Selected extract below:

Remember once-promising Cubs pitching prospect Angel Guzman? His last season in MLB was spent in Chicago’s bullpen, where he amassed a 2.95 ERA and 1.049 WHIP in 61 innings. His arm basically fell off, and his young career was cut short. But a 31-year-old Guzman is back, this time to be a coach.
The Cubs also announced their minor league coaching staff for 2014, adding eight new coaches including former Cubs pitcher Angel Guzman. He’ll be the pitching coach in the Venezuelan rookie league. Former major league pitcher Bruce Walton was named pitching coach at Triple-A Iowa.
I’m not sure why I’m so happy about this, but I always liked Guzman. Welcome back to him.
While the Cubs and the rest of MLB are just waiting on news about whether or not Masahiro Tanaka will be posted, Theo and Co. decided to sign a different Japanese pitcher.

End of Selected extract.
Record excerpts below:

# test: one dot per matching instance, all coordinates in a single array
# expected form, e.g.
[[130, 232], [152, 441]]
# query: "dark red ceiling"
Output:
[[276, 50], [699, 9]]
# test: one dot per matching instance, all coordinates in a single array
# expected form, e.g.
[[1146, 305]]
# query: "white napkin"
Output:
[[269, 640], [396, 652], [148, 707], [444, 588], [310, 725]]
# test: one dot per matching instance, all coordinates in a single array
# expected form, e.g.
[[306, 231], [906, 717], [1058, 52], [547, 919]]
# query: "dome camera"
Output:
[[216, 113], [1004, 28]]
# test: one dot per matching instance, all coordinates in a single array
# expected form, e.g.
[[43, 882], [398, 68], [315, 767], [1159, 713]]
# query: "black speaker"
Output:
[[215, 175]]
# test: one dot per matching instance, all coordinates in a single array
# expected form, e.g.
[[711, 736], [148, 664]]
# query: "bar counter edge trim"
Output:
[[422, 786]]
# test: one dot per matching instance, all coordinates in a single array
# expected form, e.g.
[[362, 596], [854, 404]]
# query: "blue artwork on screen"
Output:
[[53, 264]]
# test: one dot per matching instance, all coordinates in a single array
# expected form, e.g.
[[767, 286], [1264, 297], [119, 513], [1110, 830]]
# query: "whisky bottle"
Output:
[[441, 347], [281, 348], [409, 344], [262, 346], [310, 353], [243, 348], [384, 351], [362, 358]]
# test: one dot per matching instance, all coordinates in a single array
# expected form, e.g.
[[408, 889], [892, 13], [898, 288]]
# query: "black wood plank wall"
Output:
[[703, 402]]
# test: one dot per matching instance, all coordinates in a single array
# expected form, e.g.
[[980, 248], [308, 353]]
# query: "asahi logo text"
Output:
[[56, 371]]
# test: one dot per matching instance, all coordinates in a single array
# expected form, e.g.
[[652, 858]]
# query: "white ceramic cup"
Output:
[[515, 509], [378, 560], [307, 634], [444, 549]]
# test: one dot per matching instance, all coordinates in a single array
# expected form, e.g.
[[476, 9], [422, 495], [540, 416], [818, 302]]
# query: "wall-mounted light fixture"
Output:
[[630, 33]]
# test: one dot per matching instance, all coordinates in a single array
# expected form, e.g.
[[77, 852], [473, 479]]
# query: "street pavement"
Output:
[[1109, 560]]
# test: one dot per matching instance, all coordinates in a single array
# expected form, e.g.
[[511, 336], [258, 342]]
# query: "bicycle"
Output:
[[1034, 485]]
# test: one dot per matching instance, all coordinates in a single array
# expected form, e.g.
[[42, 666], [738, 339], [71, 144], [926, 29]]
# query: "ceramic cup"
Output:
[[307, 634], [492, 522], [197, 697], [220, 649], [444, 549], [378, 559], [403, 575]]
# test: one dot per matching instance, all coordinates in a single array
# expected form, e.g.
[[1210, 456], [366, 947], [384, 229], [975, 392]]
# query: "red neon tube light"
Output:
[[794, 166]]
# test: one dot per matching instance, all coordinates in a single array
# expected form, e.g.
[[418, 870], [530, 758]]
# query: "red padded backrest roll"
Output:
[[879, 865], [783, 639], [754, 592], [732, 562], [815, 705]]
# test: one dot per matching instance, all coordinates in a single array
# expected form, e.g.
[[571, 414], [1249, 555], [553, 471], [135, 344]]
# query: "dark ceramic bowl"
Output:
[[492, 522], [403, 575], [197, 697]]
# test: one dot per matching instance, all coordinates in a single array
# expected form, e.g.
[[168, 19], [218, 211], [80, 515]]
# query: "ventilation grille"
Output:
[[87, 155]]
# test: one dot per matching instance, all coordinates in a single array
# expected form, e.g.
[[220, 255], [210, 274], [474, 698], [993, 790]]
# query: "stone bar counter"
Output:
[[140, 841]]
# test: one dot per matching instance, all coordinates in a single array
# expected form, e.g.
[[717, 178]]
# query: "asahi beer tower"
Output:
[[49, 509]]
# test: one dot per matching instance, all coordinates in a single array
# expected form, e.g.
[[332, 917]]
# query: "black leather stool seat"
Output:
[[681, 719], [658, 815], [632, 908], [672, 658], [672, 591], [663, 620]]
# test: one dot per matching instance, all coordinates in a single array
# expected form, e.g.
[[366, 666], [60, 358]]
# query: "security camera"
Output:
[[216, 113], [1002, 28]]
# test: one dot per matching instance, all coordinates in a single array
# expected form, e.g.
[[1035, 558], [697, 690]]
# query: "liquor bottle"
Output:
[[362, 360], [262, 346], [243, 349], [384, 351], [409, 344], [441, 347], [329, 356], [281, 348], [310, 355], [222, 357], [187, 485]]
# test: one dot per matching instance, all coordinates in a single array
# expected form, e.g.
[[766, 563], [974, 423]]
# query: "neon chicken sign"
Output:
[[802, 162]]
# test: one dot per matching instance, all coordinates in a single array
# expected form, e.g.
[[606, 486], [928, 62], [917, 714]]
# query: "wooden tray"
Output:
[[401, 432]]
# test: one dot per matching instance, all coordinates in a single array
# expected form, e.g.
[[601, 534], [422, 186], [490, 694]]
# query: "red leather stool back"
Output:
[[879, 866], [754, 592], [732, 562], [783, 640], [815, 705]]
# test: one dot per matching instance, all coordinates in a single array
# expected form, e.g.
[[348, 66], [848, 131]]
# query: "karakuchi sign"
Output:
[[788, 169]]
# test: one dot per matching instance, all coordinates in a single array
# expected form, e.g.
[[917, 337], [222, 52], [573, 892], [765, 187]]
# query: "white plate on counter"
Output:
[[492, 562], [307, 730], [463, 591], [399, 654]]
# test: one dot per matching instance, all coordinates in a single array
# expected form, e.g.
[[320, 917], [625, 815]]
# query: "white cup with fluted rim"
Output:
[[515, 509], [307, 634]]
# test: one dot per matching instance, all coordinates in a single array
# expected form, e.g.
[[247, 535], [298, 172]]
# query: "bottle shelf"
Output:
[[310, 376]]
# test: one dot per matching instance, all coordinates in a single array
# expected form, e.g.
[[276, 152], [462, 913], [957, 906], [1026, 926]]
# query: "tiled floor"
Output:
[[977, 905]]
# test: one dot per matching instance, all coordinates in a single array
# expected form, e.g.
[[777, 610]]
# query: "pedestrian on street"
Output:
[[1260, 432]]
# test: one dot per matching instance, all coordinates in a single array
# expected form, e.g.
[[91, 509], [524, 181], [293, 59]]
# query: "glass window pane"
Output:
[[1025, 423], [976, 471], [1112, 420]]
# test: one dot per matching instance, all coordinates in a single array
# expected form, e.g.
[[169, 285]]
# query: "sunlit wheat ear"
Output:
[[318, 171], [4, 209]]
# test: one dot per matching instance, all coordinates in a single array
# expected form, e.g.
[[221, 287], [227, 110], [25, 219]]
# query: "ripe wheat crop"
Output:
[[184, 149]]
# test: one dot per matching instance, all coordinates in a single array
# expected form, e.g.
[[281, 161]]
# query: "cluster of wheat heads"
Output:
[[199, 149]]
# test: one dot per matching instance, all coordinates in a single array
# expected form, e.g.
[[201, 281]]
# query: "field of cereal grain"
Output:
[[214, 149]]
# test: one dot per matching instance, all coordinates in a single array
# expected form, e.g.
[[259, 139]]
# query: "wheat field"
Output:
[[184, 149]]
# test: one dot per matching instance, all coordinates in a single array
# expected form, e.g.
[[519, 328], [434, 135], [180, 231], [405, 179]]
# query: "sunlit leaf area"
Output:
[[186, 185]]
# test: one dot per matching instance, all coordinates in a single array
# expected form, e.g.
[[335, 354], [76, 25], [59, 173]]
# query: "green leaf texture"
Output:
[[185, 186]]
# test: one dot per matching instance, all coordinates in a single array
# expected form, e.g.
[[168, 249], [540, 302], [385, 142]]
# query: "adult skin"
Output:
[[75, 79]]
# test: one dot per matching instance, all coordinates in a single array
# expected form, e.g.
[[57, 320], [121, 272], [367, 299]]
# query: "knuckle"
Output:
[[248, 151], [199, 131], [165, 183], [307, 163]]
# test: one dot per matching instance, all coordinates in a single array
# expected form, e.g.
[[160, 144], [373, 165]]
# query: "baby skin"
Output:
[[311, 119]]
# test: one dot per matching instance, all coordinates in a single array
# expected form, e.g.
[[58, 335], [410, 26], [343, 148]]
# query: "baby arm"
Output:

End of Record excerpts.

> **Directions**: Extend the Cubs news piece about Angel Guzman with a few sentences that pick up after its last line about Theo and Co. signing a different Japanese pitcher. The items above have nothing to do with the Cubs piece and should be treated as separate material.

> **Task result**:
The Cubs announced minor-league deals with left-handers Tsuyoshi Wada, Jonathan Sanchez and Tommy Hottovy in the middle of Thursday’s echo chamber. That had American media outlets running with a New York Times translation of Japanese newspaper reports: The Rakuten Golden Eagles are supposedly waiting at least another year before releasing Tanaka. Maybe.
Wada – who went 107-61 with a 3.13 ERA and 36 complete games in Japan – didn’t live up to the two-year, $8.15 million deal he signed with the Baltimore Orioles. He underwent Tommy John surgery in 2012 and hasn’t made it to the big leagues.
He’ll be 33 in February and will be in competition for a rotation spot, from all reports I read.
Reports of minor league signings are generally less-than-thrilling, but don’t expect to see any big splashes unless someone can pony up major value for Jeff Samardzija or the Cubs can somehow sign Tanaka if/when he gets posted.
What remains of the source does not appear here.